**WHAT THIS TASK INVOLVES:** Write out the stretch from the line containing "pants, placing a dot on each." through the line containing "(730, 1067)" again, swapping "black pants" for "dark trousers" and keeping everything else the same.

Coordinate labeling data:
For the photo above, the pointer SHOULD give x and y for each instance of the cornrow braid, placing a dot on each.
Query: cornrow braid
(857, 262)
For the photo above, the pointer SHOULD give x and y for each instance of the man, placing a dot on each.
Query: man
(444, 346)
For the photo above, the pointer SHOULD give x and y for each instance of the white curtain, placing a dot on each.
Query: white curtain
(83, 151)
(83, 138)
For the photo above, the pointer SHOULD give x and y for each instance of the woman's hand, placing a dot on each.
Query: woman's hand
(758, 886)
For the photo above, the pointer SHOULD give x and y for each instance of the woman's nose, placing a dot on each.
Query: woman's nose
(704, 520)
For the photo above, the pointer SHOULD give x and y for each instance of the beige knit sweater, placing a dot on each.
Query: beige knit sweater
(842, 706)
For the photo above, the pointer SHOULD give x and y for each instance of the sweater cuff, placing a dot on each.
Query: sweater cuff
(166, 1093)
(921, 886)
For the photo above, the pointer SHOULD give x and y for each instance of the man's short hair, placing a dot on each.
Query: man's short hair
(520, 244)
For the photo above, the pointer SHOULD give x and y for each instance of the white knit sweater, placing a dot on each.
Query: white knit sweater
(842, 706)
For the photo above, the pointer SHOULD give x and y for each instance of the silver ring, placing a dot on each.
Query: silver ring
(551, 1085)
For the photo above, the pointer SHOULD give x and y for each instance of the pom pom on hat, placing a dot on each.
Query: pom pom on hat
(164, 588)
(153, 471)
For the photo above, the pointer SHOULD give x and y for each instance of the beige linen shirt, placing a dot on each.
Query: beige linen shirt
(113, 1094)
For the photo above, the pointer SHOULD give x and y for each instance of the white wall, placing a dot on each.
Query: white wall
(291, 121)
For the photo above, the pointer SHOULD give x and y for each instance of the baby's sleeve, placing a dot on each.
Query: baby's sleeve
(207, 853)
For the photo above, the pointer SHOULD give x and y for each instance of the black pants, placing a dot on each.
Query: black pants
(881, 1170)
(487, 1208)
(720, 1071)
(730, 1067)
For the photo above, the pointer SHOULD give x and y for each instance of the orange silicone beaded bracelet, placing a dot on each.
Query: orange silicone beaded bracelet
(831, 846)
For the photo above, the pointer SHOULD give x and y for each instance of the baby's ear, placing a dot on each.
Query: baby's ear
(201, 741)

**FINISHED EXERCISE:**
For the photo above, the pointer SHOULD give x and y for each instance of the dark trousers, placing a dot on each.
Query: dark trousers
(881, 1170)
(487, 1208)
(720, 1071)
(730, 1067)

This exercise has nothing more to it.